PROBLEM REQUIREMENTS >> Every record that follows must be returned word for word.

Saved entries
○ ○ ○ ○ ○ ○ ○

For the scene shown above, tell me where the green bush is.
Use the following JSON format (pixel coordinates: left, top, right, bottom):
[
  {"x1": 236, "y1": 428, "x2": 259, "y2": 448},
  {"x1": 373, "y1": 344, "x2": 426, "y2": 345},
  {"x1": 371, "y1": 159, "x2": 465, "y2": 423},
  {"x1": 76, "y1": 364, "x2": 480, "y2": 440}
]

○ ○ ○ ○ ○ ○ ○

ANSWER BOX >>
For the scene shown above, tell me where the green bush is.
Use the following JSON format (pixel coordinates: left, top, right, bottom):
[
  {"x1": 236, "y1": 428, "x2": 259, "y2": 448},
  {"x1": 373, "y1": 344, "x2": 426, "y2": 345},
  {"x1": 371, "y1": 159, "x2": 465, "y2": 423},
  {"x1": 76, "y1": 364, "x2": 480, "y2": 440}
]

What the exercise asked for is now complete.